* _TU TAREA_
Repite tal cual el pasaje del texto sobre la doble transición de México y Sudamérica, empezando en "This article analyzes" y terminando en "early 21st Century.".
··· FRAGMENTO DEL TEXTO
Media década perdida, doble transición, México y Sudamérica, rutas políticas del Siglo XXI.

 

 

 

Abstract

This article analyzes the dual transition Mexico and South American countries underwent during the 1998-2005 years: the five-year economic crisis described by José Antonio Ocampo, and the regime changes. It also attempts to offer a stylized comparison of the political routes those countries followed during the first two decades of the 21st Century.

 

Keywords

The lost half decade, dual transition. Mexico and South America, political routes of the early 21st Century.
······
··· MATERIAL PROPORCIONADO
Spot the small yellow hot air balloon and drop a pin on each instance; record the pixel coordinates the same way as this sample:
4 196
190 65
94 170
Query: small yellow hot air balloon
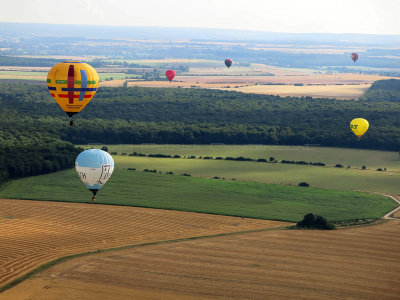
359 126
72 84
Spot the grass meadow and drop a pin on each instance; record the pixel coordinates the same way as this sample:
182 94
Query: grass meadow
······
* _SOLUCIÓN_
This article analyzes the dual transition Mexico and South American countries underwent during the 1998-2005 years: the five-year economic crisis described by José Antonio Ocampo, and the regime changes. It also attempts to offer a stylized comparison of the political routes those countries followed during the first two decades of the 21st Century.

 

Keywords

The lost half decade, dual transition. Mexico and South America, political routes of the early 21st Century.